Source records:
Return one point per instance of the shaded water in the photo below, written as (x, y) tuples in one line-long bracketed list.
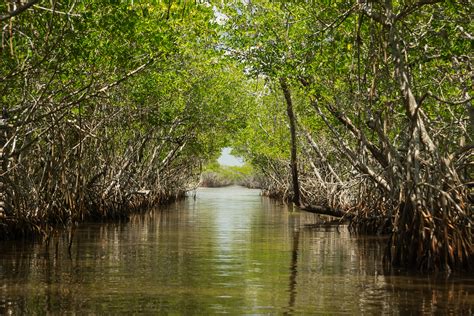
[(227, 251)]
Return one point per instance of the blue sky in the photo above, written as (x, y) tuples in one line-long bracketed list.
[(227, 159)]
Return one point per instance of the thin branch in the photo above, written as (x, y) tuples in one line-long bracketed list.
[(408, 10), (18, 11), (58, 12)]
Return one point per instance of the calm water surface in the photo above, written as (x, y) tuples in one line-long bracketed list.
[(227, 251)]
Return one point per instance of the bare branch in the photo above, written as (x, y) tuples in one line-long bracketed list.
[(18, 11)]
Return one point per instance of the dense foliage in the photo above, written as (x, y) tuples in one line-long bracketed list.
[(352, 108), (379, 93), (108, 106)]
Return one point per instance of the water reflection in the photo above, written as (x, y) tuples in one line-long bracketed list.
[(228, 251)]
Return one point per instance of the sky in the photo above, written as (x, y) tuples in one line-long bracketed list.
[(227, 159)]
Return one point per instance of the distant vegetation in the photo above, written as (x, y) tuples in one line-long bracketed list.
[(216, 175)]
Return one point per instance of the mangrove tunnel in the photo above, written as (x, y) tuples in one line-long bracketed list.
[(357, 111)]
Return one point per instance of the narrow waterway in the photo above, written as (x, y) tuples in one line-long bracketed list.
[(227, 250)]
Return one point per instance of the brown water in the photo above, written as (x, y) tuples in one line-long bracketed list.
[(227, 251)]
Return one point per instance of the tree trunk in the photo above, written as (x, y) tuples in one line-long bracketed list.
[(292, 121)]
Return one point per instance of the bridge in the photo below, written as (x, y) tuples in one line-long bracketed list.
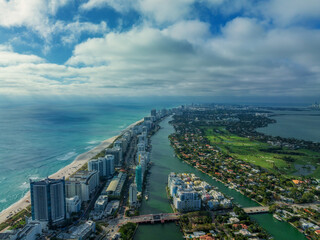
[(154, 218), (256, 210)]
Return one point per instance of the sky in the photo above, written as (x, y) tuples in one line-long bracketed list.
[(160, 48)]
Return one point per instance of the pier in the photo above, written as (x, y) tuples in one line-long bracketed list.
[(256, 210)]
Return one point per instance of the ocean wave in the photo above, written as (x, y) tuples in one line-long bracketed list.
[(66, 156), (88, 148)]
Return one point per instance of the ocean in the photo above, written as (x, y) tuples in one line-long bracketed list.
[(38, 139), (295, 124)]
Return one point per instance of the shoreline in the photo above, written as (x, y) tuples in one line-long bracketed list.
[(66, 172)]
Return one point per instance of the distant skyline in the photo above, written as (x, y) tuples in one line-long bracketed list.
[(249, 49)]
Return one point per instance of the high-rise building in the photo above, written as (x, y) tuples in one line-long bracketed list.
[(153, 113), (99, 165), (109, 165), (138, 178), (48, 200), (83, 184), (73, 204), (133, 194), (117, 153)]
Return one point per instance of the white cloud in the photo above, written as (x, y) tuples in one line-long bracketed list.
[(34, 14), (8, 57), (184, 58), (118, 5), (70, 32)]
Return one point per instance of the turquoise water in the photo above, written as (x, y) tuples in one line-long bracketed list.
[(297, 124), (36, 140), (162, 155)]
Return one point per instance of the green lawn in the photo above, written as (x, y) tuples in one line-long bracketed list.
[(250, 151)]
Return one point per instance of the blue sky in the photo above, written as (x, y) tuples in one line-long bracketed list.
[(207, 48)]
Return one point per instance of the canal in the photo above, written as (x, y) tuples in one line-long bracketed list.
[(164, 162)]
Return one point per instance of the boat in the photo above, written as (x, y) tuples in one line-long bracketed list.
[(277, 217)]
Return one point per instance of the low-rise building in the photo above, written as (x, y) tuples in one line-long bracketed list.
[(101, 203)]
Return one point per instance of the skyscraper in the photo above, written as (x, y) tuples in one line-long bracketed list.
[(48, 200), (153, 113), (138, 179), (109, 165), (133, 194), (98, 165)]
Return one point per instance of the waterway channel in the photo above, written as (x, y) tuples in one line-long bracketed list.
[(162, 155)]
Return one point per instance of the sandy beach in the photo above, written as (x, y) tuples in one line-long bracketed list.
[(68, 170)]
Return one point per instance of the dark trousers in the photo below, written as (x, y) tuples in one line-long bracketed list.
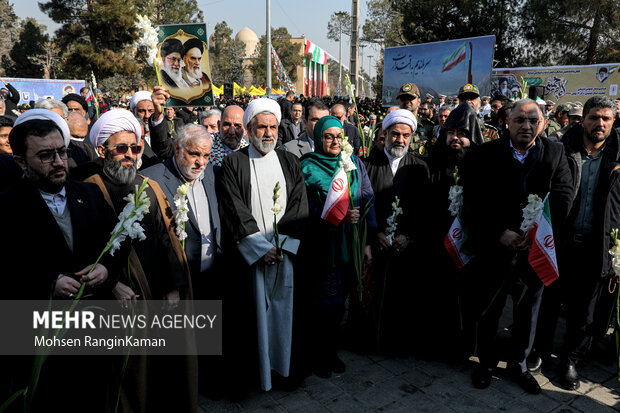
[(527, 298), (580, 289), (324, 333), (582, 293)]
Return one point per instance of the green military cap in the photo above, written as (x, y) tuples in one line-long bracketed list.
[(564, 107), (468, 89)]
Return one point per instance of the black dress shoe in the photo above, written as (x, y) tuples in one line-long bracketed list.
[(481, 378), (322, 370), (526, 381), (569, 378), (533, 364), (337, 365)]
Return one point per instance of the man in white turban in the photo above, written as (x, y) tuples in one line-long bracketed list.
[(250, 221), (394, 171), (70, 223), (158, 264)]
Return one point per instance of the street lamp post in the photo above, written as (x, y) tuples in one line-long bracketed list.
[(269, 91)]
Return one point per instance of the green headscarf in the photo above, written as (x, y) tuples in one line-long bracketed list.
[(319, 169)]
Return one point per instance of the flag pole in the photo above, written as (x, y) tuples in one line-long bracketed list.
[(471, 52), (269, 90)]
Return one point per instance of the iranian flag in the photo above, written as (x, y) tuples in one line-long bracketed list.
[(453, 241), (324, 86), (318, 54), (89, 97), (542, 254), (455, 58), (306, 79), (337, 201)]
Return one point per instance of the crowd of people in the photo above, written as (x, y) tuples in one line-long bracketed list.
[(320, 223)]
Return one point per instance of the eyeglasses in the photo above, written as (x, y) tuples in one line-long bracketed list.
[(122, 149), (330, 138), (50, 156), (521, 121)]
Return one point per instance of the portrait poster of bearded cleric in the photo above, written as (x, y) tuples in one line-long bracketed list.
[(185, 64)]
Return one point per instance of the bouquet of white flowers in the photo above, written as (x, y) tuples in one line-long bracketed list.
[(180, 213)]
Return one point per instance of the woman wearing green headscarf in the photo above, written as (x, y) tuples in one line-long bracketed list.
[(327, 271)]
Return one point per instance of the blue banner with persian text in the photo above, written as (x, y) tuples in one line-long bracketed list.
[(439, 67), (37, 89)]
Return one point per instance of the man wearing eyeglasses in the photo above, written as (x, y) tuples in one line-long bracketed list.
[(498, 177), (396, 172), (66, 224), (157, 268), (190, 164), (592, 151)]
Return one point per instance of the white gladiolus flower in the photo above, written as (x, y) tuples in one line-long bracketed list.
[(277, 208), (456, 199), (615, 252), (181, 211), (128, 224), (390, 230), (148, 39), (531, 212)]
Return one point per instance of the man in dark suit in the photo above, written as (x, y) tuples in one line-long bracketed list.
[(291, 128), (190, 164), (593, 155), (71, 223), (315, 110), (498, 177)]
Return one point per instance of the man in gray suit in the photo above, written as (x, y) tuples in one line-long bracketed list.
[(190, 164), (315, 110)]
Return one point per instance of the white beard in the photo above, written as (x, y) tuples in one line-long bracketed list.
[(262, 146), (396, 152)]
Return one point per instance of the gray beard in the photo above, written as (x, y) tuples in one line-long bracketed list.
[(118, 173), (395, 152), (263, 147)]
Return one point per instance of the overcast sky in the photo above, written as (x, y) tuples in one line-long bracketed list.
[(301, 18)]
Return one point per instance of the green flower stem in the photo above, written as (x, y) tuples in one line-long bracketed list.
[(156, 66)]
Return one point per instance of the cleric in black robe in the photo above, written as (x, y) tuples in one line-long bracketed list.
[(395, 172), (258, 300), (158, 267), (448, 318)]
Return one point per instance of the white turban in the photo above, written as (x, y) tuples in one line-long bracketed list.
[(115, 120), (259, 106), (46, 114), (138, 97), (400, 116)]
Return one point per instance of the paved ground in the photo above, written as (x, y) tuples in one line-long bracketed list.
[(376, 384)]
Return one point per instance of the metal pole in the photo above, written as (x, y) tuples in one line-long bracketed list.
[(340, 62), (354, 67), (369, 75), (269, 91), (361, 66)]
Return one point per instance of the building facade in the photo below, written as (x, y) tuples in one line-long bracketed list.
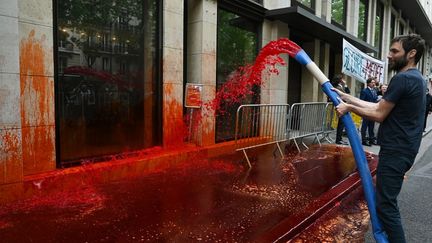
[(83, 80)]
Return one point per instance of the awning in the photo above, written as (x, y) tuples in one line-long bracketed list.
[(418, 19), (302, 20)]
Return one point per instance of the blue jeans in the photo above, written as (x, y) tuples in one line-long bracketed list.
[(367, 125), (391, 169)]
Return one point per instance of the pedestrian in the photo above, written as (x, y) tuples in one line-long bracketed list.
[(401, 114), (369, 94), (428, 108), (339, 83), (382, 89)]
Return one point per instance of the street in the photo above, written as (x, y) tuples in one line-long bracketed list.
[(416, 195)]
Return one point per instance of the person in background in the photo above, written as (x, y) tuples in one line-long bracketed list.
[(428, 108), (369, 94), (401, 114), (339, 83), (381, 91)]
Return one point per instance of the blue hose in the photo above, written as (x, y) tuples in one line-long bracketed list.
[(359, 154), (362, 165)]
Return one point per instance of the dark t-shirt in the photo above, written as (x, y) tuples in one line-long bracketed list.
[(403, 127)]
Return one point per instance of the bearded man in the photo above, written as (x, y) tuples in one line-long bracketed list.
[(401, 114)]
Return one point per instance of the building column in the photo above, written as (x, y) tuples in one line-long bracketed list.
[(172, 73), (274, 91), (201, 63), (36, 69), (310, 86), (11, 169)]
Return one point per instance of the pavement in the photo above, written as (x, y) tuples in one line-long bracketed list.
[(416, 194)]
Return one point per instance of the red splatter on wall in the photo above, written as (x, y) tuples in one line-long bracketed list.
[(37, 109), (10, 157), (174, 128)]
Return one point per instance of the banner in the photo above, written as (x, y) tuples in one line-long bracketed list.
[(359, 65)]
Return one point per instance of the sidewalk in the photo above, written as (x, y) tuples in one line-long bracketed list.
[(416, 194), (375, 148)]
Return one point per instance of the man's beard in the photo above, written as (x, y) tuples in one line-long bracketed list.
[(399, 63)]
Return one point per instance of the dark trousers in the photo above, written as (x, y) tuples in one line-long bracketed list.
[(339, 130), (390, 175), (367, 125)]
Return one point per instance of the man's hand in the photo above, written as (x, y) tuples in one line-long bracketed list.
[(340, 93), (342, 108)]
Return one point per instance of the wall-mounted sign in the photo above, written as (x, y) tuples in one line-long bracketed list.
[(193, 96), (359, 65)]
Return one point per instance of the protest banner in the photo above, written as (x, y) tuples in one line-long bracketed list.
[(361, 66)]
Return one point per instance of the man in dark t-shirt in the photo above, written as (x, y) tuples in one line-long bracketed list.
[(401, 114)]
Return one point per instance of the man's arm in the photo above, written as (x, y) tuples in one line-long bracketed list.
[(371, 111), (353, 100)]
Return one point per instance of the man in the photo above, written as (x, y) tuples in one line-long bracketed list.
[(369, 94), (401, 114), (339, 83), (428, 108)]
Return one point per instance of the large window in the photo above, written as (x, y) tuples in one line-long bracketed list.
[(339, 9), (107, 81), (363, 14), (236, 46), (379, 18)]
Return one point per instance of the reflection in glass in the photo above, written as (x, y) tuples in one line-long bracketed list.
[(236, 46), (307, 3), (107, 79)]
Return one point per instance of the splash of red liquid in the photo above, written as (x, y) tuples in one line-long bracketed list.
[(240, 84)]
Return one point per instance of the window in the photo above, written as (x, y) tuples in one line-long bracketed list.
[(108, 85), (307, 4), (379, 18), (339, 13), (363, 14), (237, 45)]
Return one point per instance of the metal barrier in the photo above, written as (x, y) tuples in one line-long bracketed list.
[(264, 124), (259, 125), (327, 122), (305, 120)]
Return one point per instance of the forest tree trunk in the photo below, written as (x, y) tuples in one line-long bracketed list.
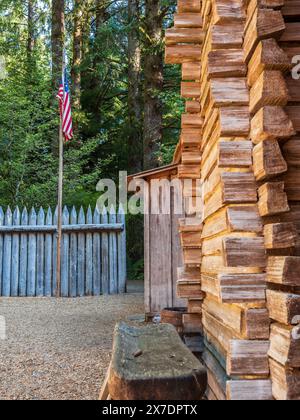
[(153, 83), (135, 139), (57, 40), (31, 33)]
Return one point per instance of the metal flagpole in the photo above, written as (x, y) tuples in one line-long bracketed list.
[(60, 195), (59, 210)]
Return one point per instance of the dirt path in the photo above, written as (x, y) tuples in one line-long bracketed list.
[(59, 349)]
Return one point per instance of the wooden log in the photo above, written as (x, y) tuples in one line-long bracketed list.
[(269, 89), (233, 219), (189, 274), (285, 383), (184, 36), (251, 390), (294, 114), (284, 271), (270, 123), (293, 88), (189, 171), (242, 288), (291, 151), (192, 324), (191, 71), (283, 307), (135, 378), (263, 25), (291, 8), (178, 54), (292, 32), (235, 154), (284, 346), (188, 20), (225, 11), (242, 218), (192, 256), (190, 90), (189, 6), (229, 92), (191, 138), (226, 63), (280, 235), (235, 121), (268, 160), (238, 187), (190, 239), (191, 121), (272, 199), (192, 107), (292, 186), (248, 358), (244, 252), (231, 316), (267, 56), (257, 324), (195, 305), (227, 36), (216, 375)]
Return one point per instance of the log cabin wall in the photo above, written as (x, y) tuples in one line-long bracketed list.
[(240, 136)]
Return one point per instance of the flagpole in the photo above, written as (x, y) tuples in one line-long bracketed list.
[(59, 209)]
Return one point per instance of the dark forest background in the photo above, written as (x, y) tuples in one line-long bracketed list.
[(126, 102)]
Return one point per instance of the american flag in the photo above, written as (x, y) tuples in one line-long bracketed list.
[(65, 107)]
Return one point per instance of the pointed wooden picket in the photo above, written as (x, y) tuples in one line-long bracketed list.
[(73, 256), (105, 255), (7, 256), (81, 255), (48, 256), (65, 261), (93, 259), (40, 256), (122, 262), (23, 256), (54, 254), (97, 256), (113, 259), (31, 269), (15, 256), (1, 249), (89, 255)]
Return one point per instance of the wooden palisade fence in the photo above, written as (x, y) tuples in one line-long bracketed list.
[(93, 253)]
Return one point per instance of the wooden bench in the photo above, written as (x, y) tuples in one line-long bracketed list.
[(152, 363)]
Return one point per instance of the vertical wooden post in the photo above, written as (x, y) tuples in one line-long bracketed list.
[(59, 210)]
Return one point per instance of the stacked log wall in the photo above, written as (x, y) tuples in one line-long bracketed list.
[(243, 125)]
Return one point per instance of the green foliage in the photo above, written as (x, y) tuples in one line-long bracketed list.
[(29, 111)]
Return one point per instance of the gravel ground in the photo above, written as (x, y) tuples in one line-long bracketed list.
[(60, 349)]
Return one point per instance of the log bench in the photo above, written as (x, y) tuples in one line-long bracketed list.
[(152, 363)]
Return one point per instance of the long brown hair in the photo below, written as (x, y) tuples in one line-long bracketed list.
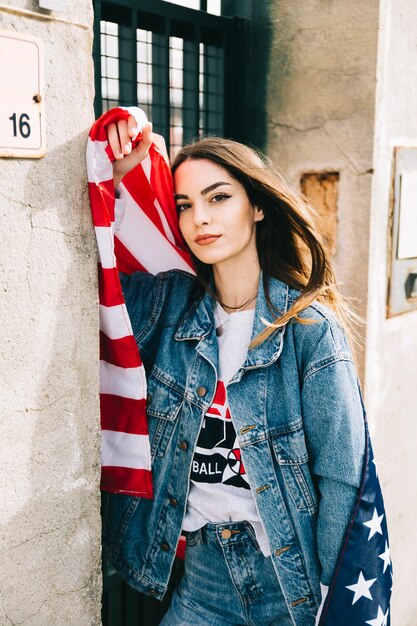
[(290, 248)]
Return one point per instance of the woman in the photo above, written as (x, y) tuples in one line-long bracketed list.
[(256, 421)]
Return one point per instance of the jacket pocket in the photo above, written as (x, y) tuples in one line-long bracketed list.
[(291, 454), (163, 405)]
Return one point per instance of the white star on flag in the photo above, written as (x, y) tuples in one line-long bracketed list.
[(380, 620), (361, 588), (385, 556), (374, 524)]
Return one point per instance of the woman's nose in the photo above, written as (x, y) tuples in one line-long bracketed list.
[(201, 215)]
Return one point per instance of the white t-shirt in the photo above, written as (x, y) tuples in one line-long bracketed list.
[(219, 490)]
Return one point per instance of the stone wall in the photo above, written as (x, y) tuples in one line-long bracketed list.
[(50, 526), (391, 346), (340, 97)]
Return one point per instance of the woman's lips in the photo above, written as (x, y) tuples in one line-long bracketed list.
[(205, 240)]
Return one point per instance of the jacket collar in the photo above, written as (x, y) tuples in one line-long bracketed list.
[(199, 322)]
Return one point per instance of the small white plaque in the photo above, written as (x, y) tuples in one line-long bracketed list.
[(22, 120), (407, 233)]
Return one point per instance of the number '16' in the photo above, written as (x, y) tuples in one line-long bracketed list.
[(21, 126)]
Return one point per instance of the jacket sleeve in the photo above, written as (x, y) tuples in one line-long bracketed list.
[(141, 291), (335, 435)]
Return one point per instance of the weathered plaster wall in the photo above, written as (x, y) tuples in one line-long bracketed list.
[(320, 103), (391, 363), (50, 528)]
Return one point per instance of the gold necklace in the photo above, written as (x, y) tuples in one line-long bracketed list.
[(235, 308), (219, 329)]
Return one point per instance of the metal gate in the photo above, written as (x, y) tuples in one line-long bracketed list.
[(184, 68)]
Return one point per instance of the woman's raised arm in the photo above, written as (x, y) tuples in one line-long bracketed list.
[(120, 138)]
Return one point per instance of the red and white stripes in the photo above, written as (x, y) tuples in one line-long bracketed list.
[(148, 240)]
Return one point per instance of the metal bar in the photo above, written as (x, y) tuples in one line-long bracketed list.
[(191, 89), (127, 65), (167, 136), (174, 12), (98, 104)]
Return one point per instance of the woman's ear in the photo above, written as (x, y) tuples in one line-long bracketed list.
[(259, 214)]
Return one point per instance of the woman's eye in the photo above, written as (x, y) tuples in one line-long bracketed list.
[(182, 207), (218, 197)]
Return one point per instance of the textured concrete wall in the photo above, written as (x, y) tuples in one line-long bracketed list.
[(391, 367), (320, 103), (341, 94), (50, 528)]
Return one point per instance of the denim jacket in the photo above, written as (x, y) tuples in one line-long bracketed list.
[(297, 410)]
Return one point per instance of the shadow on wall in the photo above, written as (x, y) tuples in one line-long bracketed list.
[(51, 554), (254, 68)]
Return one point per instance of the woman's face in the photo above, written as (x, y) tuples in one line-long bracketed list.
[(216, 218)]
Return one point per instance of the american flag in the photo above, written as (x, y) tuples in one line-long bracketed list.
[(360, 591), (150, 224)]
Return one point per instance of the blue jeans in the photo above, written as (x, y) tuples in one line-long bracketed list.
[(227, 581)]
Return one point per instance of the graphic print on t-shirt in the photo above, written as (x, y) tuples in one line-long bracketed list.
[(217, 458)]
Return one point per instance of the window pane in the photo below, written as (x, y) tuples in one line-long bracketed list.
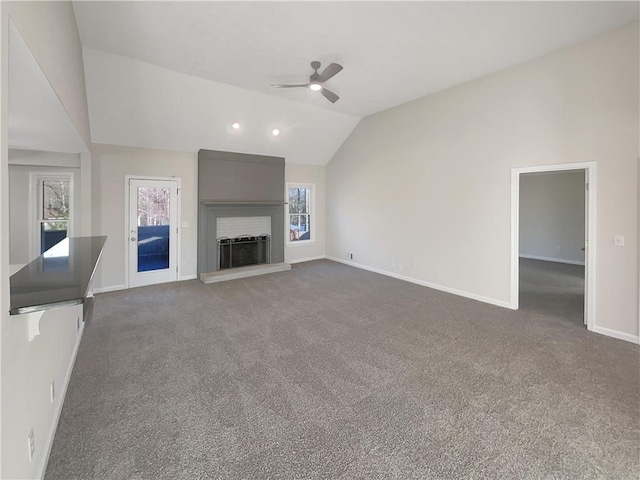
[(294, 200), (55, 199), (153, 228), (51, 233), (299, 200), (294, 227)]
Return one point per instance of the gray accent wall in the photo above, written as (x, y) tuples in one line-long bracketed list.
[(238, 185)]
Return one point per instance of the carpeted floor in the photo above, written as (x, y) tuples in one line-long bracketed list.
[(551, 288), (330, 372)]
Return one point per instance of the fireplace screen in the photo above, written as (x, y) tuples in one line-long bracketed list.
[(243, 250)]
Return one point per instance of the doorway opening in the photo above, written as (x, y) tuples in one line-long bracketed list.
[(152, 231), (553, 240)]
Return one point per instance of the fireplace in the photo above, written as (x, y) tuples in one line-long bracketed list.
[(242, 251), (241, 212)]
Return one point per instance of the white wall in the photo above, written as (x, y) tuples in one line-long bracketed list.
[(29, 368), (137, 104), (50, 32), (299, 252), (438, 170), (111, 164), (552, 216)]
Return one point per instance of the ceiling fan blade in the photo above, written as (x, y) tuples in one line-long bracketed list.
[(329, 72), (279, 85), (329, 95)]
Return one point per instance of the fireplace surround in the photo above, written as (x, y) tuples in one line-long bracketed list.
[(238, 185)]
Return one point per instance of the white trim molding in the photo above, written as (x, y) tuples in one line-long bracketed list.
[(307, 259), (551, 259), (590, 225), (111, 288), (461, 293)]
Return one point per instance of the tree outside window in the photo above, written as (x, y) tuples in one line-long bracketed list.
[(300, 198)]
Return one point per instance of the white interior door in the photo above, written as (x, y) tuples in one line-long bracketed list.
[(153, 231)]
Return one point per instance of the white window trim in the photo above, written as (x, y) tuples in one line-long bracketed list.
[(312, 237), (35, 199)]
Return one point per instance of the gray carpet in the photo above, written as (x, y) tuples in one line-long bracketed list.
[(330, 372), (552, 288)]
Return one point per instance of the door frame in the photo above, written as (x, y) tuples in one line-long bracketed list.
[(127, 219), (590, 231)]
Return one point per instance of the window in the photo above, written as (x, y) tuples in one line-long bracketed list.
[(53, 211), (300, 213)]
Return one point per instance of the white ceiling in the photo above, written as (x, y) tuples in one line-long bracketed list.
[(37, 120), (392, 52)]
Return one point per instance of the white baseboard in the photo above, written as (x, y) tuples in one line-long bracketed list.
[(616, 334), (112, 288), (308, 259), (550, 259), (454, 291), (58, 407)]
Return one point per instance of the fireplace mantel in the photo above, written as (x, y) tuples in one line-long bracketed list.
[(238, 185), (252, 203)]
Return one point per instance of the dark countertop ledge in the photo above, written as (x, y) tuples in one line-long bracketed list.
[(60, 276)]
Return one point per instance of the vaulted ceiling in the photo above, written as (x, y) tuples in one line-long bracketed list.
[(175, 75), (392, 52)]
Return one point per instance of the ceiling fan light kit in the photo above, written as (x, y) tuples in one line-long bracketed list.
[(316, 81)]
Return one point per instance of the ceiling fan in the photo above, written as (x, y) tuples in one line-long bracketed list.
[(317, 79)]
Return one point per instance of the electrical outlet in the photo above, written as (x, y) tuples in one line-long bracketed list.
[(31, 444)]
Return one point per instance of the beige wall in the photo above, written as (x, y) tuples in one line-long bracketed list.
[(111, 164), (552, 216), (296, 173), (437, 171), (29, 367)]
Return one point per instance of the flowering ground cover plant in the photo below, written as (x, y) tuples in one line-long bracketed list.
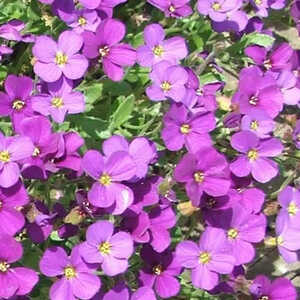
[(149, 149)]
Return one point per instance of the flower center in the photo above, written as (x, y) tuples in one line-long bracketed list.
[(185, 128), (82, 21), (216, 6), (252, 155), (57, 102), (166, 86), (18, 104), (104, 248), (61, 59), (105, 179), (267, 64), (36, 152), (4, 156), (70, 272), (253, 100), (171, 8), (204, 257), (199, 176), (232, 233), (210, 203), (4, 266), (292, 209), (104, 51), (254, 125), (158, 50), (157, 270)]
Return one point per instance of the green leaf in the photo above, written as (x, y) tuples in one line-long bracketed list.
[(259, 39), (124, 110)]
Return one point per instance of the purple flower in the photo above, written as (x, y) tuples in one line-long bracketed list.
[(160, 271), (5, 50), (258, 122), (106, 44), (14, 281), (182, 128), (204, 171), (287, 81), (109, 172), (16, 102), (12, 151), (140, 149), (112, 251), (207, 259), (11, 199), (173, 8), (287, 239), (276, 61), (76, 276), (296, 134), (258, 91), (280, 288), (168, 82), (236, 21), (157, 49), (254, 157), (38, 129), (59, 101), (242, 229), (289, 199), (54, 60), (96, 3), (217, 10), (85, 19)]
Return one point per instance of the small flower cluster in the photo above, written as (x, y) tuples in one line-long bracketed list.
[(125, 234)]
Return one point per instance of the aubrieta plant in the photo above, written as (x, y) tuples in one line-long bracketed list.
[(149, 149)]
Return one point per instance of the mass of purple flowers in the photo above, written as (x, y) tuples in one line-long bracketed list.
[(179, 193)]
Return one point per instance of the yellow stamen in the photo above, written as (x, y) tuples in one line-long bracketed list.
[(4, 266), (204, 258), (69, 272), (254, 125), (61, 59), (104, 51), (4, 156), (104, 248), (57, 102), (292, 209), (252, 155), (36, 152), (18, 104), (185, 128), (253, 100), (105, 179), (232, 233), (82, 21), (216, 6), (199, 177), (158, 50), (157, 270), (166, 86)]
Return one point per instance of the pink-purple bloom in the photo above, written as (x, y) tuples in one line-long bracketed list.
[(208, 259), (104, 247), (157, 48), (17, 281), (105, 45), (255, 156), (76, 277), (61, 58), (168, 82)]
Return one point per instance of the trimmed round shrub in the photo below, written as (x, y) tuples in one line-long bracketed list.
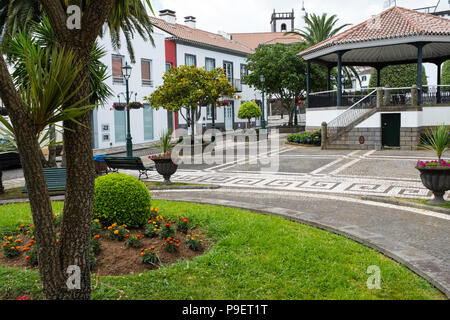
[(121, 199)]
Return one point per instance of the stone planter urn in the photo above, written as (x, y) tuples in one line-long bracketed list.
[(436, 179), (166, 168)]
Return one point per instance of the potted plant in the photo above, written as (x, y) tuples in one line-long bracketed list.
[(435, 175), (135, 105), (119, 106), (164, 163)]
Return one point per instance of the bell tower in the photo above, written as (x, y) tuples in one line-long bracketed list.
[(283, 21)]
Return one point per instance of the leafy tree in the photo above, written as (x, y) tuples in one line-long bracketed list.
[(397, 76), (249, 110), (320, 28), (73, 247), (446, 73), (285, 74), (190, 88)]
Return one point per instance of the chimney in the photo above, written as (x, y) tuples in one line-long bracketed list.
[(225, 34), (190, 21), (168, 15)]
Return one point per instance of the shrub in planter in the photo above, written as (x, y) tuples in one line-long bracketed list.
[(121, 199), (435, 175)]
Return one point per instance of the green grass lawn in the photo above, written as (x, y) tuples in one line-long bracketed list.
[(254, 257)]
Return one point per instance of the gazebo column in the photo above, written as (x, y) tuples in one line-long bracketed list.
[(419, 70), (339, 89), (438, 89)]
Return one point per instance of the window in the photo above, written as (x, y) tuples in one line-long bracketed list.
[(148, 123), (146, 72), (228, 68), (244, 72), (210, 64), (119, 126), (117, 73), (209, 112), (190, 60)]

=== Problem description ===
Rewrite the data starting at the line that contains "Return one point per instance of the shoreline" and stopping after the line that contains "[(101, 203)]", keeping each request as it stands. Scale every x and y coordinate in the answers by 2.45, rounding each to a whole number with halves rounded up.

=== Task answer ===
Return one point per instance of the shoreline in the photo above, written as (x, y) tuples in one line-long bracketed list.
[(162, 421)]
Return one point per instance of the distant skyline in the photo above, written as (x, y) tuples in one line-long bracketed list.
[(610, 120)]
Return one point per instance of the high-rise building in the photo above, written as (x, y) tuples in one line-long bracketed list.
[(375, 277), (243, 404), (267, 404), (338, 436), (118, 490), (203, 451), (179, 500), (326, 475), (287, 375)]
Return one point per instance of the white cloud in the photo above, written as (x, y) tuples in one line-long bracketed list.
[(83, 34), (20, 140), (451, 142), (289, 12), (172, 78)]
Return one point per instance of the turquoise water in the photo above, written as (x, y) tuples in one line-long bracketed list.
[(728, 304), (88, 343), (397, 380)]
Return one point per instance of the green lawn in the photo above, written as (x, y) tuples in one line-long bracketed list.
[(613, 370)]
Return one point per instance of the blue sky in the photo above, written as (x, y) tuples in one line-long bracketed list.
[(507, 118)]
Return one point per instance of the canal in the photo above, written as (x, y) tuples in one line-long bracketed list.
[(402, 397)]
Return one point per instance of the boat in the photo above, written as (x, y) tuples in one line-long bracketed list.
[(679, 532)]
Return one point per instance of the low-rise building in the photo above, written as (x, y) tuples in one line-long bracketed list.
[(247, 497)]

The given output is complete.